● Records from a collection:
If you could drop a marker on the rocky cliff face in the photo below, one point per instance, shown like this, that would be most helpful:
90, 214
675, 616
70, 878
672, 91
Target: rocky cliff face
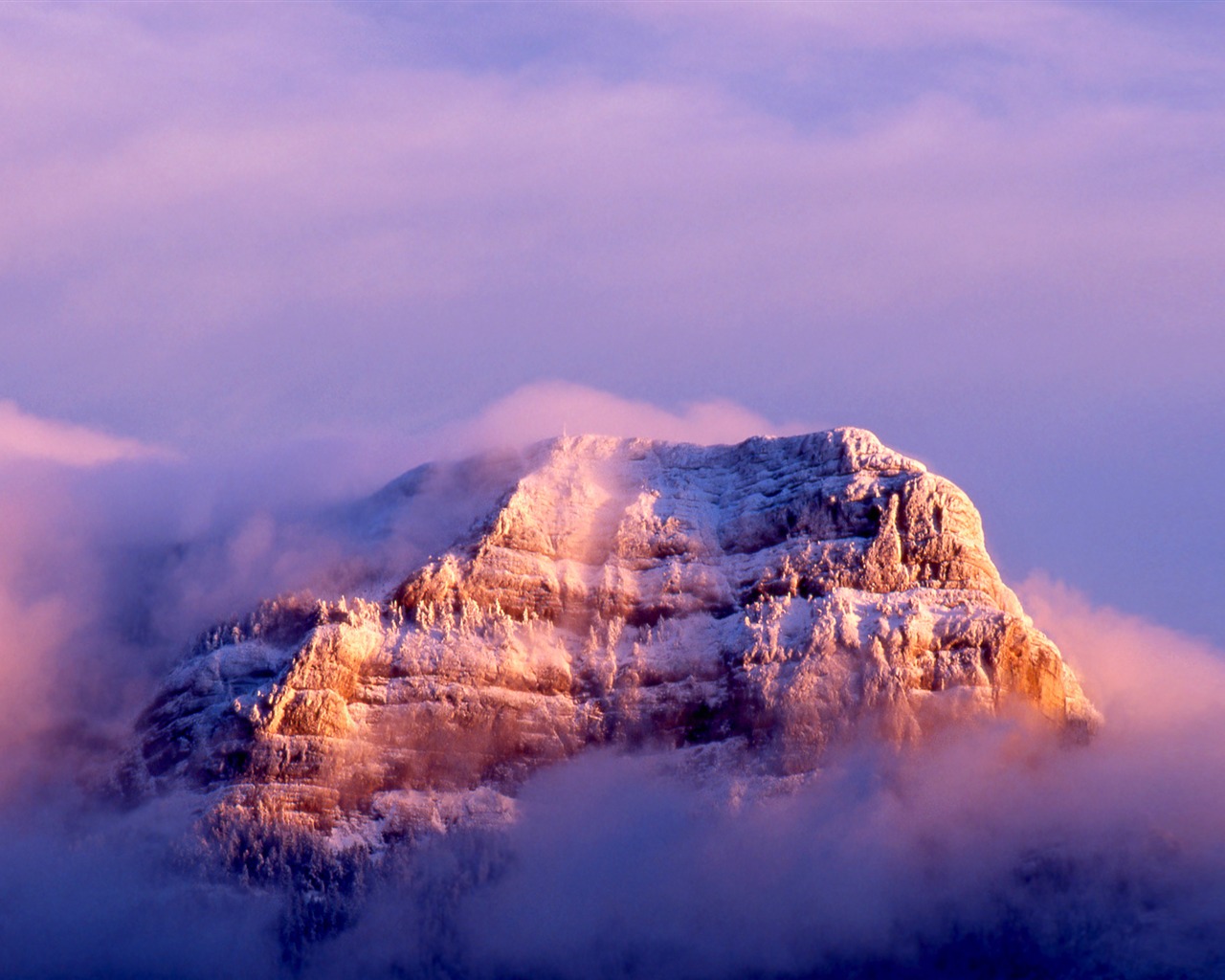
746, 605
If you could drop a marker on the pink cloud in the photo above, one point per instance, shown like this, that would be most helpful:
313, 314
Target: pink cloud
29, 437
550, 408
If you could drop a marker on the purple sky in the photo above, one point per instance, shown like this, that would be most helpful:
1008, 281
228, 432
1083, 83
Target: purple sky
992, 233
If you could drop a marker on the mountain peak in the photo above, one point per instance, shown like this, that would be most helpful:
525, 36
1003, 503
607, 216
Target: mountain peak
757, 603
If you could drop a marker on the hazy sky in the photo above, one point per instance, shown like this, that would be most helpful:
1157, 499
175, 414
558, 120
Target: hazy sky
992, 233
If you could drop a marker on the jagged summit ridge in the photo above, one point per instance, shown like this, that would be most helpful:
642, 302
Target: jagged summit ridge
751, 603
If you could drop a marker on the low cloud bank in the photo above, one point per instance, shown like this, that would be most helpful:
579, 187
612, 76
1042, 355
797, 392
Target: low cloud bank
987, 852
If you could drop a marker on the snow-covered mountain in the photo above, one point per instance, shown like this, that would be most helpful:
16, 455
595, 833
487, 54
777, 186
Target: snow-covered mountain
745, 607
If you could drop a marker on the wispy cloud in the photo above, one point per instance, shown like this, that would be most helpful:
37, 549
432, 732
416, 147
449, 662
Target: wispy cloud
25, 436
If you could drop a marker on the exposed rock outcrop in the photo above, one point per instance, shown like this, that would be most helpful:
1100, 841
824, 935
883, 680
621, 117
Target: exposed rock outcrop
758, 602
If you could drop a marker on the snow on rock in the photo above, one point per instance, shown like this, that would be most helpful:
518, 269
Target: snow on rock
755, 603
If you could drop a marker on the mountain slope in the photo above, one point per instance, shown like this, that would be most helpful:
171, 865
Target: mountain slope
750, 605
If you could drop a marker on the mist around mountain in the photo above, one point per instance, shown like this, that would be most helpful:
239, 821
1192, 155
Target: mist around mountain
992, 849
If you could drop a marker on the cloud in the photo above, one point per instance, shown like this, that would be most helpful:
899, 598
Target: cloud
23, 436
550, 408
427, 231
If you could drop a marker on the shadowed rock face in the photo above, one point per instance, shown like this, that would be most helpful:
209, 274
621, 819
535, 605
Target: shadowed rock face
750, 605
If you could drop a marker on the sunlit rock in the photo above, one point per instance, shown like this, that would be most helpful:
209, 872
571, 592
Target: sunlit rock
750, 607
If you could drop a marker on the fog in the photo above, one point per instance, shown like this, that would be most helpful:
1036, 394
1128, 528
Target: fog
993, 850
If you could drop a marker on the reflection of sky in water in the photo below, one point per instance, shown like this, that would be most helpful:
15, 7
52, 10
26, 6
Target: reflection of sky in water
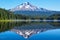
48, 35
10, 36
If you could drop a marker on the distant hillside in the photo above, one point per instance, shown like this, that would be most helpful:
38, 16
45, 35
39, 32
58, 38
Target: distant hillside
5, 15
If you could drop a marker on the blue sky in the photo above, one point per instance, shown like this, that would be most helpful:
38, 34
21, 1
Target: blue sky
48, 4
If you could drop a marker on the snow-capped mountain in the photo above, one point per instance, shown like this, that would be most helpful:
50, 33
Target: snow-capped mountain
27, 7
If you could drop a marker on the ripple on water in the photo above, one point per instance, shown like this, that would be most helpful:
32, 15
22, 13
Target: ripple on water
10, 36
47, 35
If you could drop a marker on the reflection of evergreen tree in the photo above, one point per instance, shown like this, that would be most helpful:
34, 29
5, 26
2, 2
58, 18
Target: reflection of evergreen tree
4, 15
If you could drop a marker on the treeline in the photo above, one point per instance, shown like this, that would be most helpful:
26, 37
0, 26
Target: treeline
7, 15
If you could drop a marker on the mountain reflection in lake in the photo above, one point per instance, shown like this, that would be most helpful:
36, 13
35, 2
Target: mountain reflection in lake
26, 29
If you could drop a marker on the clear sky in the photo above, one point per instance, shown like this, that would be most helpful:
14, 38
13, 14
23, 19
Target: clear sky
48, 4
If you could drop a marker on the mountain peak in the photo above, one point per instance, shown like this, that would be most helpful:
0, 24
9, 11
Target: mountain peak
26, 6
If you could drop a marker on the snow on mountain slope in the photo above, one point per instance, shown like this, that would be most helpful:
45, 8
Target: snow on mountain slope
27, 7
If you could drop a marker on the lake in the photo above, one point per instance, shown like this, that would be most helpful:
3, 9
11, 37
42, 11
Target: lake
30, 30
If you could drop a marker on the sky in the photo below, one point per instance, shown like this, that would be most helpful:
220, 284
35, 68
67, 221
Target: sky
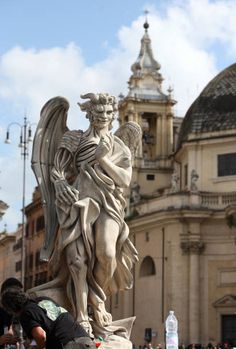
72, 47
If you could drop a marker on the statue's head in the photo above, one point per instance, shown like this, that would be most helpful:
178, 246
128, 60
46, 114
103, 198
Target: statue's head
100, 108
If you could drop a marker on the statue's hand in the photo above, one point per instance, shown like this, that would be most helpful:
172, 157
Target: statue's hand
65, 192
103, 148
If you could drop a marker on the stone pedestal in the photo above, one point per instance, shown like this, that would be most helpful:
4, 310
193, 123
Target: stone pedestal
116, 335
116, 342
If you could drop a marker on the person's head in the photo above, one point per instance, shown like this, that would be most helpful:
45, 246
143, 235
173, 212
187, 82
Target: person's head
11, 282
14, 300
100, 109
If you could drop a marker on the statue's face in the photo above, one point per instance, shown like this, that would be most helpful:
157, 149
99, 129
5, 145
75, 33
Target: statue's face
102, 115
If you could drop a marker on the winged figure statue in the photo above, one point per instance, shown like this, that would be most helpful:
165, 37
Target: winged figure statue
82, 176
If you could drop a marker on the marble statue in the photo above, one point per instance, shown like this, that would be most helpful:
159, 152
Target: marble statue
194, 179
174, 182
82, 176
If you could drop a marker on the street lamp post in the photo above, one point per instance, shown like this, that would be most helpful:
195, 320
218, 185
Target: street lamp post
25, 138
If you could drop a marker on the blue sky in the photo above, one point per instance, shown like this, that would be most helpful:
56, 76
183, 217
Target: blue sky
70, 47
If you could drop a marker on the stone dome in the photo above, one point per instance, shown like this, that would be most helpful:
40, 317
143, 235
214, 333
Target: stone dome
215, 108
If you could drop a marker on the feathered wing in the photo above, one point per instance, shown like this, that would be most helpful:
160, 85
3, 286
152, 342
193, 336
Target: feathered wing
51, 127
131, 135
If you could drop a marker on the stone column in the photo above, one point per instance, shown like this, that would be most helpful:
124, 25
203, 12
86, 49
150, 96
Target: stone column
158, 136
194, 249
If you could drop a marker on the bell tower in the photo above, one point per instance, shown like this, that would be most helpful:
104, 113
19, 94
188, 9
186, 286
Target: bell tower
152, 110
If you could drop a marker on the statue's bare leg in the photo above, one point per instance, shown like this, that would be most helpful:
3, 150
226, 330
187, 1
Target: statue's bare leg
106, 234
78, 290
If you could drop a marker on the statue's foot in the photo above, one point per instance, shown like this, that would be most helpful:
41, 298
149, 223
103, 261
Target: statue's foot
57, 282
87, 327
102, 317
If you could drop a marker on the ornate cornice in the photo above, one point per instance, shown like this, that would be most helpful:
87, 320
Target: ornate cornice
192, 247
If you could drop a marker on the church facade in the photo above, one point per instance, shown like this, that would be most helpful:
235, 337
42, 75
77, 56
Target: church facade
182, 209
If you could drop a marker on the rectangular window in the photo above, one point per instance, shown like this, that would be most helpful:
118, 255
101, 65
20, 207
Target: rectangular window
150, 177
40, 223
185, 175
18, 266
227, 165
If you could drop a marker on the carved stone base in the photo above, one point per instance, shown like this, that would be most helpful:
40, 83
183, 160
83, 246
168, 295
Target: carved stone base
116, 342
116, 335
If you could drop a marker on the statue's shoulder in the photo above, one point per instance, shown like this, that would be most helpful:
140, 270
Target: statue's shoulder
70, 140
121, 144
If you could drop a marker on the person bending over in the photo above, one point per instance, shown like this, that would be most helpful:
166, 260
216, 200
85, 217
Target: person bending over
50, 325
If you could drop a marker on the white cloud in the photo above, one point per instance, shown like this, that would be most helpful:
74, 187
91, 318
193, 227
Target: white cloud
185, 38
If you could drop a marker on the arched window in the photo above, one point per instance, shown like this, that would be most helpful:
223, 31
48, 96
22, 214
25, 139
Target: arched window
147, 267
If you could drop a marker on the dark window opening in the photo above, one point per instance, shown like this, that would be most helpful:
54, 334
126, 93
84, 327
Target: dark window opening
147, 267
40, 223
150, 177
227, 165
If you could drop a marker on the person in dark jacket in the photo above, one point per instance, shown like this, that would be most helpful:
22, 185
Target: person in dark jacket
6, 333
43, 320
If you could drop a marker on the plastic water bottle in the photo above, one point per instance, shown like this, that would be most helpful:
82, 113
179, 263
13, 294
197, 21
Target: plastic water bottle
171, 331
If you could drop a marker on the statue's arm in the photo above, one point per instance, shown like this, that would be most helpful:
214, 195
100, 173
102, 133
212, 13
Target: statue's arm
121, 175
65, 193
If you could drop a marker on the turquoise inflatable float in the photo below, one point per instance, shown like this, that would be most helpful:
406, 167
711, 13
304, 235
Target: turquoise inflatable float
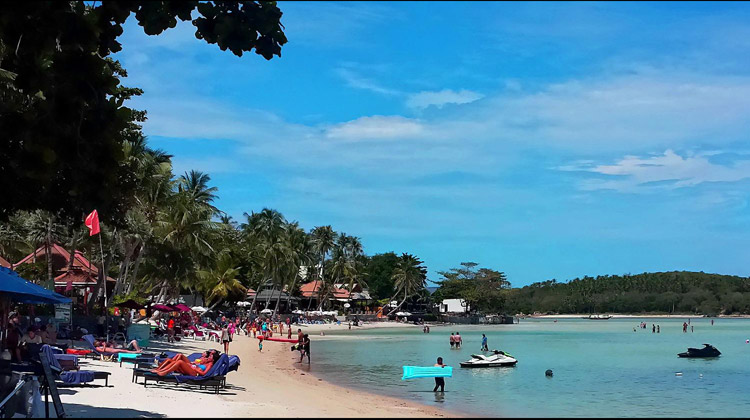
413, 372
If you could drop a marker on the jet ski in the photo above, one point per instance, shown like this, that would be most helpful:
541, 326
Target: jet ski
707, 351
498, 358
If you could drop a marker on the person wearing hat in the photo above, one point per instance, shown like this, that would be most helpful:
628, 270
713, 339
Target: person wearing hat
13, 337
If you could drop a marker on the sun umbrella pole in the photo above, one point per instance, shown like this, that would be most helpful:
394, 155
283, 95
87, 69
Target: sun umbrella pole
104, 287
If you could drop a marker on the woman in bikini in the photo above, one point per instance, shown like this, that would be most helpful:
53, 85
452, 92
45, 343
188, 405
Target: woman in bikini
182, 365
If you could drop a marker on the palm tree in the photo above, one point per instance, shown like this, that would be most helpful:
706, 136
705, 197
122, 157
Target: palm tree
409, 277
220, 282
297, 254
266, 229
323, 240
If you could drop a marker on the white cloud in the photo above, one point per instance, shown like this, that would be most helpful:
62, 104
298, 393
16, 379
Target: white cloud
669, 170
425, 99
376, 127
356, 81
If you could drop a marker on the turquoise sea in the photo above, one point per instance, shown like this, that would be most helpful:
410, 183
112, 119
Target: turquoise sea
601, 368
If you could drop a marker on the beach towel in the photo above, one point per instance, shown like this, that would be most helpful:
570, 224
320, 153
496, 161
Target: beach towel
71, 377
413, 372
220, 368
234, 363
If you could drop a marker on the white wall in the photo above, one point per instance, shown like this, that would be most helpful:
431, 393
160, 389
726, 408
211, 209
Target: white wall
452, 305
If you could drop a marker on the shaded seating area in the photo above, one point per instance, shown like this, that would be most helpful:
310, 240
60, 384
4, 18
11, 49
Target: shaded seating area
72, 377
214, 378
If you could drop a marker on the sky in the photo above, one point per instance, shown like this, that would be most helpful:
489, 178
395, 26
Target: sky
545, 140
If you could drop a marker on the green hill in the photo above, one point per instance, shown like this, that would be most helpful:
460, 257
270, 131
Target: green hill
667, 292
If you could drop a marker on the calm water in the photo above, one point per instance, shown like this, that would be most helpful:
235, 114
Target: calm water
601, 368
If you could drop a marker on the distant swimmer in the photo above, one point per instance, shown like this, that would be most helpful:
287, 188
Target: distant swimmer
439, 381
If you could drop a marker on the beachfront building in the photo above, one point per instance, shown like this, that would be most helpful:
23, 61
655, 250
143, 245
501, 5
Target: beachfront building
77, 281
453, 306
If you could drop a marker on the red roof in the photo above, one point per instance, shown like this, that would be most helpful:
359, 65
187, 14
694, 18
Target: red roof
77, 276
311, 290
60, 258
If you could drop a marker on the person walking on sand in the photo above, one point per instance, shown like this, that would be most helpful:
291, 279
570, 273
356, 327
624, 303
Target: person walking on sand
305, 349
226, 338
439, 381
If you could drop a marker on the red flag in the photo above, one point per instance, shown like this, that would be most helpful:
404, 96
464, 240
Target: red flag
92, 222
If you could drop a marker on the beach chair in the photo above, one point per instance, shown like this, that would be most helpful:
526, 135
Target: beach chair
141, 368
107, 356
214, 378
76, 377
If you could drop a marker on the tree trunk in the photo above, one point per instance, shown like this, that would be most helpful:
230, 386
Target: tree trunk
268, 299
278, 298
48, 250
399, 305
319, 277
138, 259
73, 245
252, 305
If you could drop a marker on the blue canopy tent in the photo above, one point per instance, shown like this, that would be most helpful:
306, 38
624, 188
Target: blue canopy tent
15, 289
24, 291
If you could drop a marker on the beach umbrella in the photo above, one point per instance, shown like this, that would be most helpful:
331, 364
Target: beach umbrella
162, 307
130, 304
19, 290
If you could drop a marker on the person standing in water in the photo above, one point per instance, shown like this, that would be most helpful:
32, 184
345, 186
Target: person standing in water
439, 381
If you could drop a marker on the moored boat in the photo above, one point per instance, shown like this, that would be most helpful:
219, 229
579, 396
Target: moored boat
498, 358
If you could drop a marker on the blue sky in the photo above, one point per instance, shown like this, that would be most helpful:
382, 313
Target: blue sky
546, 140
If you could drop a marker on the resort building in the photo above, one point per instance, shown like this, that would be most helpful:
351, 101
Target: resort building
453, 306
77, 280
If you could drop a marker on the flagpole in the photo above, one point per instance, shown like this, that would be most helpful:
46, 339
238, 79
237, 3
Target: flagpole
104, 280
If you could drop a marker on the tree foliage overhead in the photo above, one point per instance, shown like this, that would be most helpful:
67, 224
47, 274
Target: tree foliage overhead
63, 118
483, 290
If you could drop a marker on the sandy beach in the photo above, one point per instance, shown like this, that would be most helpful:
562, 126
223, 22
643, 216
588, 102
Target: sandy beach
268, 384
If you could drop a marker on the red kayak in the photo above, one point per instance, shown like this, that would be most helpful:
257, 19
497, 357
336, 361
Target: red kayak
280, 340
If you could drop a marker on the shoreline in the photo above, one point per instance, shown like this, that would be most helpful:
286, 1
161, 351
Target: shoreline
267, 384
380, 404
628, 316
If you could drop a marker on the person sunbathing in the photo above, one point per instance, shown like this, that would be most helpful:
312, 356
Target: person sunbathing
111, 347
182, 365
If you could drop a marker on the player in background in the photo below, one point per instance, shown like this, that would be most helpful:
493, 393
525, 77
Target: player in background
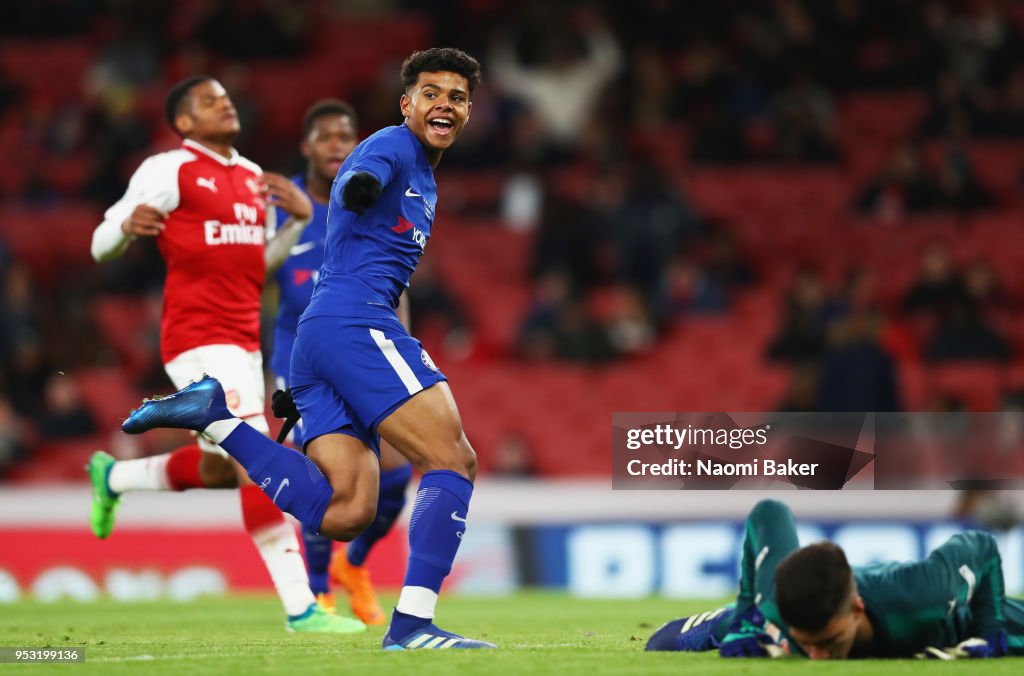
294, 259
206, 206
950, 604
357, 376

● What you need to do: Omit the pictures, then extract verbatim only those lines that fall between the line containing "If you could drop a marker on the shoreline" and the final line of the records above, both included.

● Result of the task:
If you could drop a marker on the shoreline in the photo above, one point per instance, shown like this, that would be most helpful:
286, 1
161, 351
Target: shoreline
267, 384
380, 404
628, 316
If you could drop a marker on the person sunbathing in the photo above, one point per instance, shown like this, that would be most helpful:
312, 356
Target: person sunbathing
111, 347
182, 365
If you could drop a marker on the player in background in the photo below, one point per instance, shown like this, that would be most helpful:
493, 393
525, 77
Target: player in background
294, 259
206, 206
950, 604
357, 376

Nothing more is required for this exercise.